__Data to use__:
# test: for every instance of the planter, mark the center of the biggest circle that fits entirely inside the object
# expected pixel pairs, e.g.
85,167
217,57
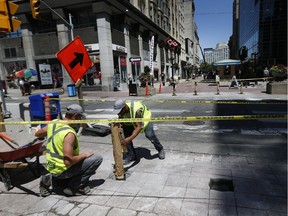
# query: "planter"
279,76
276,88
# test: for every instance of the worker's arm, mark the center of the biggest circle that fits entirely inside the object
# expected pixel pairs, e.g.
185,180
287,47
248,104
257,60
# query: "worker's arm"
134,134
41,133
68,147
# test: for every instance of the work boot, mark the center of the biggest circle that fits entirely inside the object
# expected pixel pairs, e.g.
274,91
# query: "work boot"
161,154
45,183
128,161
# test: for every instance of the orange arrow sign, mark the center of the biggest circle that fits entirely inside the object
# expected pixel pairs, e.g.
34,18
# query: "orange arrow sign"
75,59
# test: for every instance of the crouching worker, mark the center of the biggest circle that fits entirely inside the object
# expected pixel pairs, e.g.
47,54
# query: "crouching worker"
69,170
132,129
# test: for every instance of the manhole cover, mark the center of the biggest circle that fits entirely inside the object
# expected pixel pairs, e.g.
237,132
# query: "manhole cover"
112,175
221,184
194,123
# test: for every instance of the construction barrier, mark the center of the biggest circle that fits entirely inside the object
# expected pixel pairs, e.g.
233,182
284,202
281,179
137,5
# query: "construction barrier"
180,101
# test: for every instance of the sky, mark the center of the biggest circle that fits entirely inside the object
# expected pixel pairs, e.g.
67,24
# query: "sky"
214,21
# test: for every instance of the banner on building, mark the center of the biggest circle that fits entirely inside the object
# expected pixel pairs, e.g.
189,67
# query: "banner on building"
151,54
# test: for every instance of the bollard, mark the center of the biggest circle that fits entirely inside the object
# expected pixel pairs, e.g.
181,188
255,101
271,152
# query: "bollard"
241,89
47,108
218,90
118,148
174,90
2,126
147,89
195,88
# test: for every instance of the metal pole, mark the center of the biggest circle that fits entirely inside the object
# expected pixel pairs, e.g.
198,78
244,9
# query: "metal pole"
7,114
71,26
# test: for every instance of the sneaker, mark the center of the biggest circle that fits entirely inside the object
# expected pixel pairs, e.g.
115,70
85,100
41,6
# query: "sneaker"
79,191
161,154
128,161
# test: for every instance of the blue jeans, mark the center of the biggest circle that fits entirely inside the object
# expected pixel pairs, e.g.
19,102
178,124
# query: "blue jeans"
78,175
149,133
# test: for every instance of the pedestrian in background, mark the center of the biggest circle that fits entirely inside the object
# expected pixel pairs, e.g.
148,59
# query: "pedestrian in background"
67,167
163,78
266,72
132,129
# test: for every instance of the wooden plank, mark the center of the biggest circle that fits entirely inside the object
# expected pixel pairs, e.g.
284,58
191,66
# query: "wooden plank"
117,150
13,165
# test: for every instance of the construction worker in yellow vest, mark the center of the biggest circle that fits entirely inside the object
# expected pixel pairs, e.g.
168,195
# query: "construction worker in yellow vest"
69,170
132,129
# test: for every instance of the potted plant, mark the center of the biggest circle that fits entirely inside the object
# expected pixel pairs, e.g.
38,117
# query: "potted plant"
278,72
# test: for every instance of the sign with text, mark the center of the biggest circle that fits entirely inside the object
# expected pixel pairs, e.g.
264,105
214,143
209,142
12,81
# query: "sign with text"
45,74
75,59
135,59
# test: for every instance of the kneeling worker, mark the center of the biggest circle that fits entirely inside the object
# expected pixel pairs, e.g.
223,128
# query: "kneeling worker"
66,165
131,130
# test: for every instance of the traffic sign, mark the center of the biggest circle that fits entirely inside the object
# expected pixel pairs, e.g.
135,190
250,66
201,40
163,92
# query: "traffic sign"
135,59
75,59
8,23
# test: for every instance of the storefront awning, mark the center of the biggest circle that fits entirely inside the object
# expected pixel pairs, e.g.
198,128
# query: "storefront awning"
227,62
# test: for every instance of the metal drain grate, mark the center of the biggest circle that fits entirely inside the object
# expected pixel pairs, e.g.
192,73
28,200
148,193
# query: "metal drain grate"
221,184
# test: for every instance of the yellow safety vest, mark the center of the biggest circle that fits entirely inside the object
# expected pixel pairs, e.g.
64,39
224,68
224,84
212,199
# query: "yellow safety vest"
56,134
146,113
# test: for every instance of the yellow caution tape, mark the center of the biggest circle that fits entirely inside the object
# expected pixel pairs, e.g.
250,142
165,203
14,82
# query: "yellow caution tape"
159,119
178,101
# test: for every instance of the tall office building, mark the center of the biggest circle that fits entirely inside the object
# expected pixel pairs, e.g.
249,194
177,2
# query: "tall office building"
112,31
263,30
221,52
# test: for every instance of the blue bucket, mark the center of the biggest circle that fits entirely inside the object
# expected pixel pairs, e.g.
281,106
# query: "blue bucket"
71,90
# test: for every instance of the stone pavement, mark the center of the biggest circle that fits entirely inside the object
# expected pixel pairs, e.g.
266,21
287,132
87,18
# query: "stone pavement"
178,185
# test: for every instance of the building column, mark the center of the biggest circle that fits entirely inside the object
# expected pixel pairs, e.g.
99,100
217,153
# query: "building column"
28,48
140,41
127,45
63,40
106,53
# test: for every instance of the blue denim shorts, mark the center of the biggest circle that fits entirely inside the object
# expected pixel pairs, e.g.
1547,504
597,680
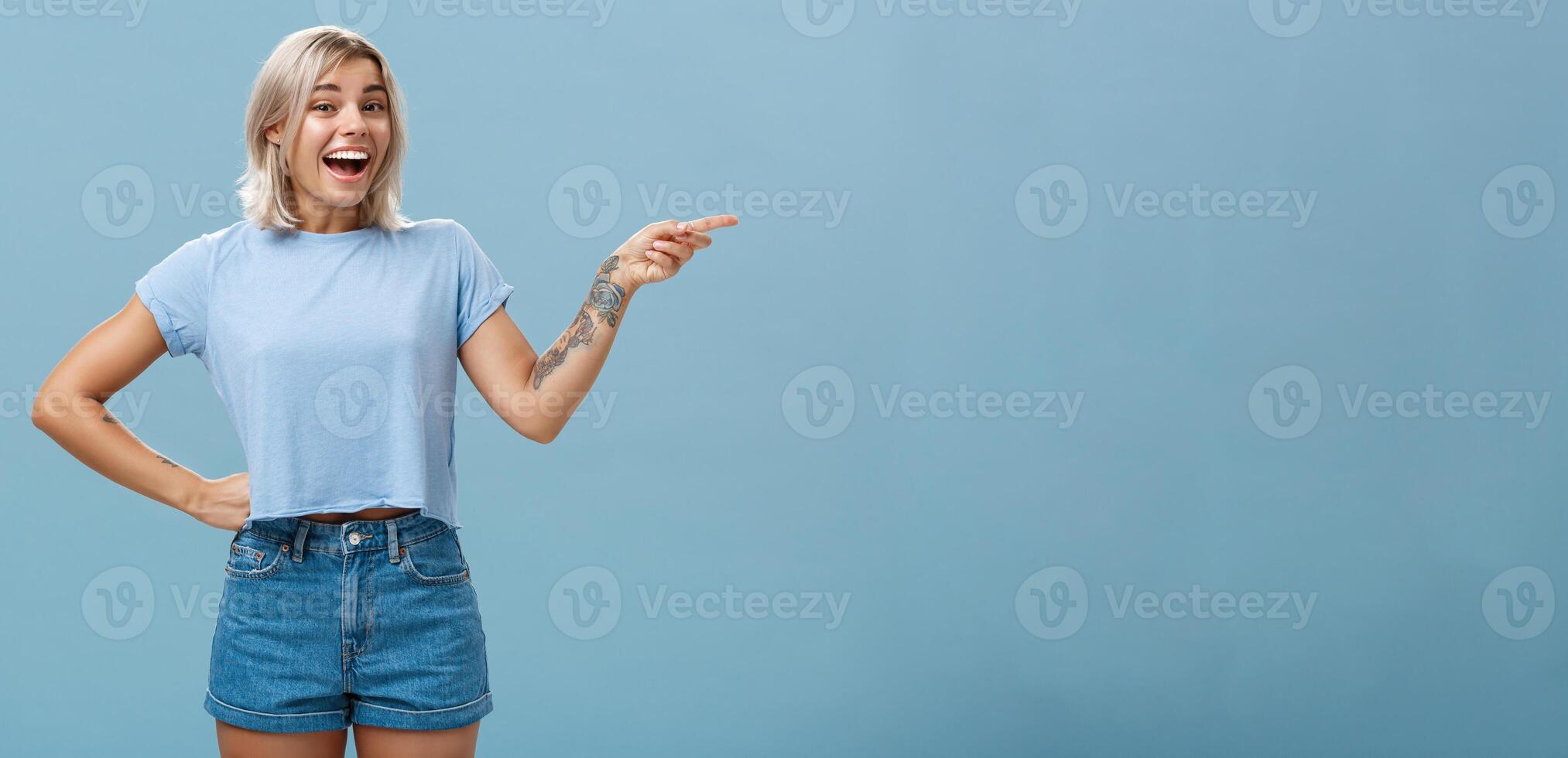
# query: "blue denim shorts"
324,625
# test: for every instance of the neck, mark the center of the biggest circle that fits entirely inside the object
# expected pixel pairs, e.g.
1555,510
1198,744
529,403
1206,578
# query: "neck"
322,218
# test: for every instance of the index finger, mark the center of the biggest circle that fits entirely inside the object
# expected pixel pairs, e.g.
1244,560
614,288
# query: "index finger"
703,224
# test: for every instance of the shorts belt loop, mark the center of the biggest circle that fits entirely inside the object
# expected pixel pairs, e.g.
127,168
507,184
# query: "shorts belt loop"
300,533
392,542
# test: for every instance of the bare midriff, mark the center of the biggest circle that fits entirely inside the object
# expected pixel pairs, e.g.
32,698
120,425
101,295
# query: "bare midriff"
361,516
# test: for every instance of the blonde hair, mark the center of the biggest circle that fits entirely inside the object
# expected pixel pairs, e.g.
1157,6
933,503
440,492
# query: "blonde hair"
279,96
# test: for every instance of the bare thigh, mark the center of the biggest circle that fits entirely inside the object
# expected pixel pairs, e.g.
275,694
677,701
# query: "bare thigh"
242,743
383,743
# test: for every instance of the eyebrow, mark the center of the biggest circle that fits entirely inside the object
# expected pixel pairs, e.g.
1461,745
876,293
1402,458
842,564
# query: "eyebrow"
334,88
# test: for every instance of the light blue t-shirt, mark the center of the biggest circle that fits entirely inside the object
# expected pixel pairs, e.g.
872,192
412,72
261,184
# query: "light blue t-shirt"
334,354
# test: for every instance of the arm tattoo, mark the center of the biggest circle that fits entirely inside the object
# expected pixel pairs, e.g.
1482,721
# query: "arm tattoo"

__What the task asks__:
Each entry above is to be written out again unchanged, apart from the pictures, which are left out.

__Task output__:
# test: for every instance of the planter, mark the center of the biggest circle that fits entirely inside the object
# expected pixel pairs, e.g.
85,167
217,57
# query: "planter"
279,76
276,88
# test: for every instance of the worker's arm, mark the center of the biggest circle that fits entirely inside the object
# expected pixel pairs, e.g.
185,180
287,47
248,104
257,60
# query: "worker's arm"
134,134
41,133
68,147
# test: for every instance of the work boot, mark the center of the biggest circle that fits entirely inside the object
# expected pixel pairs, e.g.
274,91
# query: "work boot"
161,154
45,183
128,161
# test: for every instance of the orange arrow sign, mark the center of the biggest circle that fits entirely inside the object
# expected pixel pairs, e.g.
34,18
# query: "orange arrow sign"
75,59
# test: for every instance of the crouching worker, mark the center of the biggest circle that fits entirely inside the object
# expected pixel pairs, e.g.
47,54
# query: "crouching worker"
69,170
132,129
# test: for every instance of the manhole cover, mark the center of the biggest circle that fits entirely inside the object
# expected pixel pairs, e.g.
237,132
# query: "manhole cover"
112,175
221,184
194,123
# test: for every instance of the construction barrier, mark the center of the biggest circle that fits entirely inside the object
# expected pixel pairs, e.g.
233,182
284,202
281,179
137,5
# query: "construction barrier"
180,101
# test: for every instance of the sky, mark the center of the biggest circle that fits entirely inside the object
# expected pixel pairs, e.g.
67,24
# query: "sky"
214,21
# test: for every instance of the banner on building, mark the center of the biggest circle that fits entirely inside the object
# expected pixel pairs, e.g.
189,67
# query: "banner on building"
151,54
# test: for every instance of the bollard, mark the center of the biggest circle that fits entirely inside the object
# expected pixel pairs, e.g.
181,188
255,101
271,152
# query: "bollard"
241,89
47,108
218,90
118,148
174,90
2,126
147,89
195,88
# test: for every instance of the metal pole, mark the center of the biggest circle that fits entirely inside the object
# expected pixel pairs, e.g.
198,78
244,9
# query: "metal pole"
7,114
71,26
# test: for every instance of the sneaker, mark the center of the biggest circle that fits entirely inside the object
# expected pixel pairs, e.g.
115,70
85,100
41,6
# query: "sneaker"
79,191
161,154
128,161
# test: for every instance of the blue jeans, mark the center of the biggest circle that fits entirely inside the object
# expected pixel pairs, e.g.
19,102
178,124
# query: "blue jeans"
78,175
149,133
# test: for every instance of the pedestrian in background, mark the center of the biggest circle that fits entirely inside the object
# expected pixel pairs, e.g.
148,59
# query: "pedestrian in background"
67,167
163,78
266,72
132,129
# test: for every instance of the wooden plank, mark the center of the biggest circle that fits entirely inside the object
# expected pixel pairs, e.g.
284,58
191,66
# query: "wooden plank"
117,150
13,165
# test: for every instance of the construction worker in yellow vest, mark the center of the biggest circle that fits entirely inside the object
# expected pixel pairs, e.g.
168,195
# query: "construction worker in yellow vest"
69,170
132,129
# test: for every instance of the potted plant, mark the center of the biggest circle that fits entirely inside the object
# expected pixel pairs, e.g.
38,117
# query: "potted plant"
278,72
# test: for every instance of the sign with text, mark the center of the biggest circle that fits entirely inside the object
# expected pixel pairs, e.g.
264,105
214,143
209,142
12,81
# query: "sign with text"
45,74
75,59
135,59
# test: for every instance of the kneeling worker, mark the center of the biggest circle that fits entirely inside the object
# expected pixel pairs, e.g.
223,128
# query: "kneeling worker"
66,165
131,130
# test: for every instance of the traffic sign, mark the center of the biggest circle that fits entirely inside the object
# expected pixel pairs, e.g.
135,190
250,66
201,40
163,92
# query: "traffic sign"
135,59
75,59
8,23
# test: for every instance of the storefront awning, mark the center of the biggest circle that fits entirely inside the object
# expected pixel pairs, e.g.
198,128
# query: "storefront awning"
227,62
# test: for every instance of the metal drain grate, mark the center of the biggest circle that fits entirely inside the object
# expected pixel pairs, e.g.
192,73
28,200
148,193
# query: "metal drain grate"
221,184
# test: for every instance of the yellow safety vest, mark the center of the biggest circle that fits entirely inside the object
# expected pixel pairs, e.g.
64,39
224,68
224,84
212,199
# query: "yellow safety vest"
56,134
146,113
# test: for every instance of the yellow caution tape, mark the center of the biggest circle that fits entirely inside the object
# expected pixel pairs, e.g.
250,142
165,203
14,82
# query: "yellow caution tape"
159,119
178,101
# test: for every instance of the tall office building, mark the center of the biggest circle that fits entirely inside the object
# expected pixel pairs, e.g.
249,194
177,2
# query: "tall office building"
112,31
263,30
221,52
# test: for every instance of the blue bucket, mark the center of the biggest circle that fits entirely inside the object
# expected pixel pairs, e.g.
281,106
# query: "blue bucket"
71,90
# test: for every instance of the stone pavement, mark the center of the biggest circle that fits entirely inside the object
# expected pixel pairs, e.g.
266,21
287,132
87,18
# query: "stone pavement"
178,185
# test: for every instance of the building column, mark the center of the biggest circle that fits entirely inside the object
# expected pixel pairs, e.g.
99,100
217,153
# query: "building column"
28,48
140,41
127,45
63,40
106,53
# test: for every instance of the blue denim shorts, mark the center of the biggest circle that fits entirely inside the object
# expected pixel pairs, e.g.
1547,504
597,680
# query: "blue denim shorts"
324,625
# test: for every instance of the neck, mark the center of the biggest circle that fits entirely inside the object
# expected pixel pairs, e.g.
1555,510
1198,744
529,403
1206,578
# query: "neck"
322,218
# test: for every instance of the index finger, mark the center of the biggest circle that fits entirely inside the object
# expected pixel pairs, e.g.
1244,560
614,288
# query: "index finger"
703,224
# test: for every instance of the shorts belt loop, mark the center of the biggest circle that fits entirely inside the object
# expected pixel pairs, e.g.
127,168
507,184
# query: "shorts belt loop"
300,533
392,542
# test: for every instance of the bare midriff, mark the center of the biggest circle that fits entirely inside the object
# expected pixel pairs, e.g.
32,698
120,425
101,295
# query: "bare midriff"
361,516
# test: for every instance of the blonde hair, mark the center of the biggest circle that fits entirely inside the object
# expected pixel pairs, e.g.
1157,6
933,503
440,492
# query: "blonde hair"
279,96
# test: for every instance of the bare thigh, mark the center of the biggest circle that fits entirely inside the object
# expected pixel pairs, e.g.
275,694
677,701
# query: "bare thigh"
242,743
383,743
# test: for every instance of the eyebrow, mark the center of the biggest circle that fits entirely inside the object
# expected pixel pairs, e.g.
1461,745
876,293
1402,458
842,564
# query: "eyebrow"
334,88
# test: for every instance of the light blue t-shirt, mark the center of the biggest circle that fits entirely inside the object
# expected pixel pairs, e.g.
872,192
412,72
261,184
# query: "light blue t-shirt"
334,354
# test: for every instance of the arm tattoo, mark the center of the biggest circle that fits entirely inside the object
# expected pixel pairs, e.g.
1482,721
# query: "arm tattoo"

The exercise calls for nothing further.